**Work required**
Transcribe only the lines of the listing below from the one holding "Query: white window frame" through the one holding "[indicate] window (a", inclusive, without any change.

Segment Open

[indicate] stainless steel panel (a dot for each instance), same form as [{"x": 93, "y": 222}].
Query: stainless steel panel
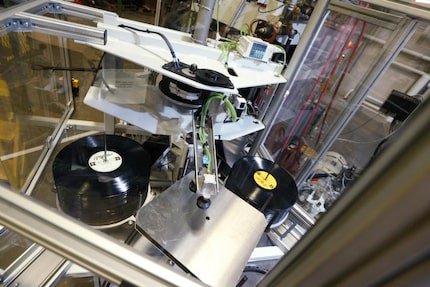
[{"x": 214, "y": 244}]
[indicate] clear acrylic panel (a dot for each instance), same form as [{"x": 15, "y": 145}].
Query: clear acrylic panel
[{"x": 34, "y": 100}]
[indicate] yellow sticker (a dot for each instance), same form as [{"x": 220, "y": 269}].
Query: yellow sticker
[{"x": 265, "y": 180}]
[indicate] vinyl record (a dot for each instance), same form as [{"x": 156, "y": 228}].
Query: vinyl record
[
  {"x": 263, "y": 184},
  {"x": 99, "y": 185}
]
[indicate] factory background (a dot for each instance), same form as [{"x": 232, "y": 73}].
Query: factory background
[{"x": 336, "y": 117}]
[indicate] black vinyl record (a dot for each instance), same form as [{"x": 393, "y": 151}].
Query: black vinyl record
[
  {"x": 263, "y": 184},
  {"x": 101, "y": 179}
]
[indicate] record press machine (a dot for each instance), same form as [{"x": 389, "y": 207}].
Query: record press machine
[
  {"x": 194, "y": 217},
  {"x": 132, "y": 154}
]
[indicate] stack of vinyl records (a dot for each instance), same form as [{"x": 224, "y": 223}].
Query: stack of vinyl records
[{"x": 101, "y": 179}]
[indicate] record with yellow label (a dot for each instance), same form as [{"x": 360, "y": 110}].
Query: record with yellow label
[{"x": 262, "y": 183}]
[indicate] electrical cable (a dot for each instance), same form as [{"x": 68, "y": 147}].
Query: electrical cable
[
  {"x": 169, "y": 45},
  {"x": 308, "y": 101},
  {"x": 352, "y": 56},
  {"x": 202, "y": 135}
]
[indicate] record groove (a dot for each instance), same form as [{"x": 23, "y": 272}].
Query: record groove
[
  {"x": 98, "y": 188},
  {"x": 263, "y": 184}
]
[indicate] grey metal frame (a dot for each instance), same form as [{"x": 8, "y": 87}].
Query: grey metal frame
[{"x": 117, "y": 262}]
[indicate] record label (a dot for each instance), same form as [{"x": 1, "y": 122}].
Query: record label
[
  {"x": 105, "y": 161},
  {"x": 265, "y": 180}
]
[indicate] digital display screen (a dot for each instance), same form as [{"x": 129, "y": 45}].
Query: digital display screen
[{"x": 258, "y": 50}]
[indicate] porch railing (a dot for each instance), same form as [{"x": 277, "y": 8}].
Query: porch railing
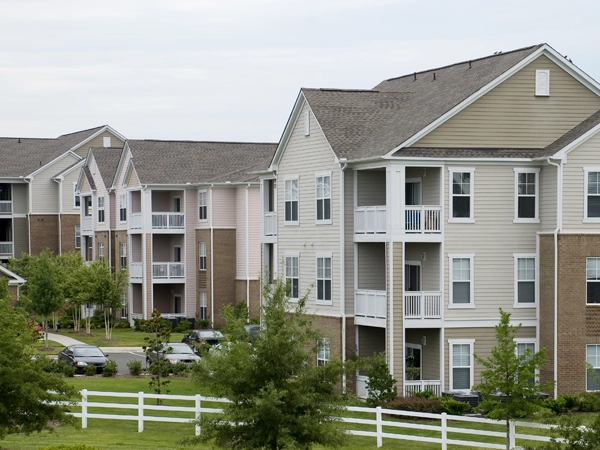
[
  {"x": 370, "y": 220},
  {"x": 423, "y": 219},
  {"x": 422, "y": 305}
]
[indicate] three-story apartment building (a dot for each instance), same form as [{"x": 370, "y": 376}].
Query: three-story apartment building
[{"x": 415, "y": 210}]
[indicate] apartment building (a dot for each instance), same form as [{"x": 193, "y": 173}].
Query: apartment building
[
  {"x": 184, "y": 219},
  {"x": 415, "y": 210}
]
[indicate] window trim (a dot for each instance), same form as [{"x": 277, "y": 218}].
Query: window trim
[
  {"x": 516, "y": 257},
  {"x": 451, "y": 172},
  {"x": 451, "y": 343},
  {"x": 471, "y": 257},
  {"x": 536, "y": 218}
]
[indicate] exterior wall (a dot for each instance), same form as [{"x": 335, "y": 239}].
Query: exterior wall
[{"x": 511, "y": 116}]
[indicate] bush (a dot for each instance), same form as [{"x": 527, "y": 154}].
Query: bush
[
  {"x": 110, "y": 368},
  {"x": 135, "y": 367}
]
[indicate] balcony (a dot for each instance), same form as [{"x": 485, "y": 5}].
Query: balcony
[
  {"x": 370, "y": 308},
  {"x": 423, "y": 219},
  {"x": 168, "y": 271},
  {"x": 370, "y": 220},
  {"x": 168, "y": 221},
  {"x": 423, "y": 305}
]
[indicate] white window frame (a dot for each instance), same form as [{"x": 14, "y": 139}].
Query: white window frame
[
  {"x": 451, "y": 344},
  {"x": 517, "y": 257},
  {"x": 451, "y": 258},
  {"x": 288, "y": 197},
  {"x": 323, "y": 278},
  {"x": 290, "y": 275},
  {"x": 451, "y": 172},
  {"x": 203, "y": 205},
  {"x": 536, "y": 217},
  {"x": 586, "y": 172},
  {"x": 321, "y": 178}
]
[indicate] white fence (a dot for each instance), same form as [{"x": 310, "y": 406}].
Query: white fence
[{"x": 441, "y": 428}]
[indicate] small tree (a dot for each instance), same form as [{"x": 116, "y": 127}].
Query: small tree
[{"x": 510, "y": 387}]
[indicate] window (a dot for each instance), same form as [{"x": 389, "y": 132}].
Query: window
[
  {"x": 100, "y": 209},
  {"x": 291, "y": 201},
  {"x": 123, "y": 207},
  {"x": 77, "y": 236},
  {"x": 461, "y": 364},
  {"x": 592, "y": 196},
  {"x": 292, "y": 276},
  {"x": 593, "y": 358},
  {"x": 202, "y": 256},
  {"x": 324, "y": 279},
  {"x": 461, "y": 280},
  {"x": 526, "y": 192},
  {"x": 593, "y": 280},
  {"x": 323, "y": 351},
  {"x": 524, "y": 279},
  {"x": 461, "y": 195},
  {"x": 123, "y": 254},
  {"x": 202, "y": 206},
  {"x": 323, "y": 198}
]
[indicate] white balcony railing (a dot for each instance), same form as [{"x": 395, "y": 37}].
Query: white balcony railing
[
  {"x": 423, "y": 219},
  {"x": 168, "y": 221},
  {"x": 370, "y": 304},
  {"x": 5, "y": 206},
  {"x": 168, "y": 270},
  {"x": 414, "y": 386},
  {"x": 422, "y": 305},
  {"x": 271, "y": 223},
  {"x": 370, "y": 220}
]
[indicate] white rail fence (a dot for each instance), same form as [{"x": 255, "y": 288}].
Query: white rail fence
[{"x": 439, "y": 424}]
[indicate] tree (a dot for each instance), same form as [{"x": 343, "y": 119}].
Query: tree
[
  {"x": 280, "y": 397},
  {"x": 27, "y": 393},
  {"x": 510, "y": 387}
]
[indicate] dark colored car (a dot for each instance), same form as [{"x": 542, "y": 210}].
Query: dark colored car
[{"x": 81, "y": 356}]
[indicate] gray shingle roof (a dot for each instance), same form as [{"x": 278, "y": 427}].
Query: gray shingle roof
[
  {"x": 180, "y": 162},
  {"x": 363, "y": 124}
]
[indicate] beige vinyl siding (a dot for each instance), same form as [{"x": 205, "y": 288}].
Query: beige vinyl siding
[
  {"x": 575, "y": 184},
  {"x": 511, "y": 116},
  {"x": 493, "y": 239},
  {"x": 21, "y": 200},
  {"x": 45, "y": 191},
  {"x": 307, "y": 156},
  {"x": 548, "y": 205}
]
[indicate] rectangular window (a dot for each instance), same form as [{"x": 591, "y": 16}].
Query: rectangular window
[
  {"x": 202, "y": 205},
  {"x": 524, "y": 279},
  {"x": 100, "y": 209},
  {"x": 461, "y": 195},
  {"x": 461, "y": 280},
  {"x": 324, "y": 279},
  {"x": 593, "y": 280},
  {"x": 323, "y": 198},
  {"x": 292, "y": 195},
  {"x": 292, "y": 271},
  {"x": 202, "y": 256},
  {"x": 323, "y": 351}
]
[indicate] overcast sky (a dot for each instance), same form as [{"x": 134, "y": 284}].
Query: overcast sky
[{"x": 231, "y": 69}]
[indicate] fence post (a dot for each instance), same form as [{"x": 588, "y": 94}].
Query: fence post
[
  {"x": 84, "y": 408},
  {"x": 444, "y": 431},
  {"x": 198, "y": 414},
  {"x": 379, "y": 427},
  {"x": 140, "y": 412}
]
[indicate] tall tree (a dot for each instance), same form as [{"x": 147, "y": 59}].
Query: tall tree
[
  {"x": 510, "y": 387},
  {"x": 27, "y": 393},
  {"x": 280, "y": 397}
]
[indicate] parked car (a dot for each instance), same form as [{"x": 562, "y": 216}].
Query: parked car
[
  {"x": 174, "y": 352},
  {"x": 81, "y": 356}
]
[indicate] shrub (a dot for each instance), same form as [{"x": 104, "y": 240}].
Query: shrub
[
  {"x": 135, "y": 367},
  {"x": 110, "y": 368}
]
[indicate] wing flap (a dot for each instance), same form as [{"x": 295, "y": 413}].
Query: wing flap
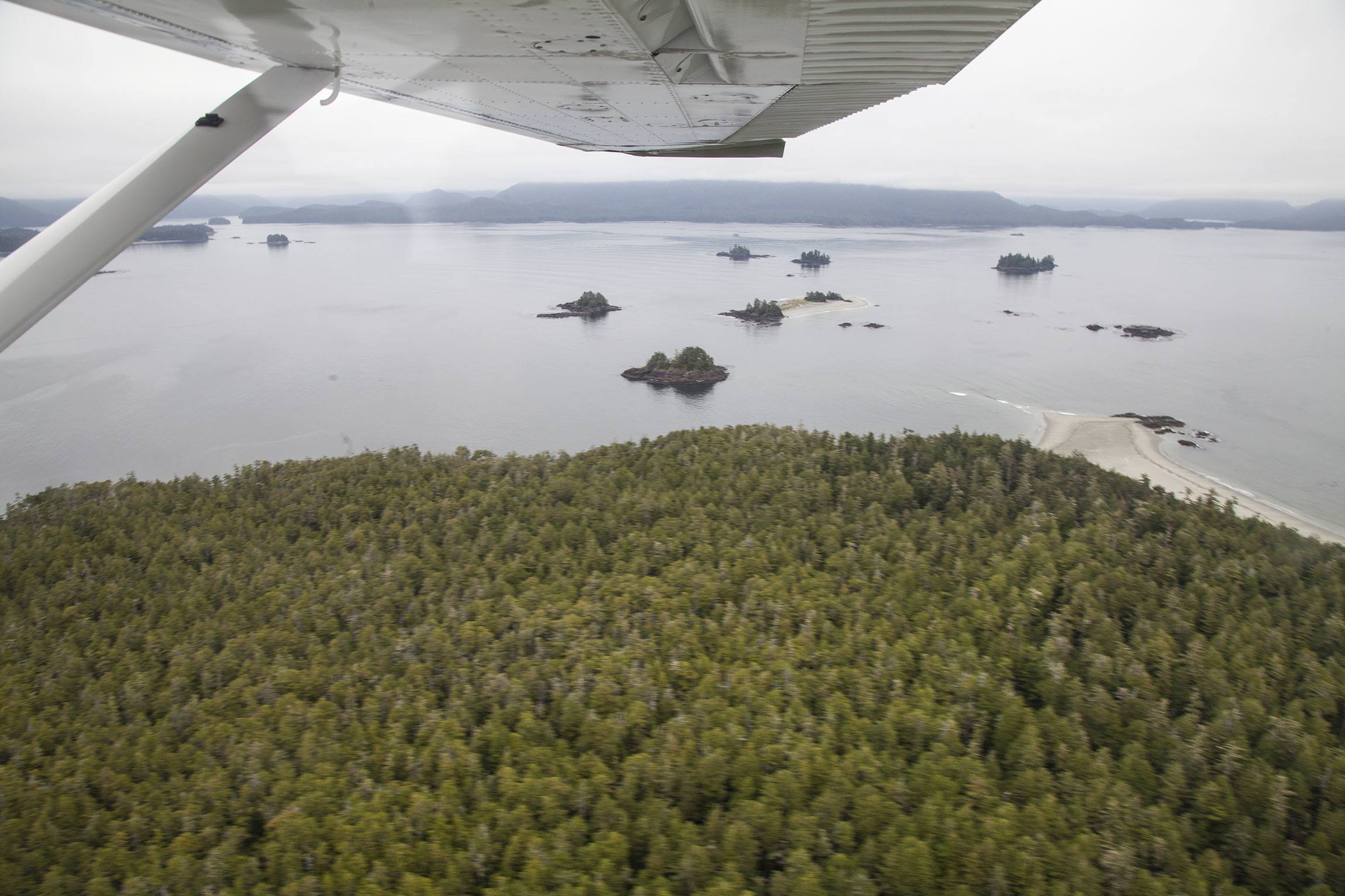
[{"x": 653, "y": 77}]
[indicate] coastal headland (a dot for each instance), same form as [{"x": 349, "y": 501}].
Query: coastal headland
[{"x": 1127, "y": 448}]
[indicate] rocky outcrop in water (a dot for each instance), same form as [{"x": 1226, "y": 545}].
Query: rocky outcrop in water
[
  {"x": 758, "y": 312},
  {"x": 693, "y": 366},
  {"x": 1142, "y": 331},
  {"x": 589, "y": 304},
  {"x": 740, "y": 254},
  {"x": 1154, "y": 421}
]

Segment Closed

**Response to this task**
Query: white window frame
[
  {"x": 451, "y": 344},
  {"x": 517, "y": 257},
  {"x": 451, "y": 258},
  {"x": 288, "y": 197},
  {"x": 323, "y": 278},
  {"x": 290, "y": 275},
  {"x": 451, "y": 172},
  {"x": 203, "y": 205},
  {"x": 536, "y": 217},
  {"x": 586, "y": 172},
  {"x": 321, "y": 178}
]
[indicate] white fence (a dot for each instance), same form as [{"x": 310, "y": 406}].
Query: white fence
[{"x": 441, "y": 428}]
[indicate] small tree (a dot for each instance), same form as [{"x": 116, "y": 127}].
Query: small tree
[{"x": 510, "y": 387}]
[indicate] window (a dot for each instance), same form as [{"x": 389, "y": 132}].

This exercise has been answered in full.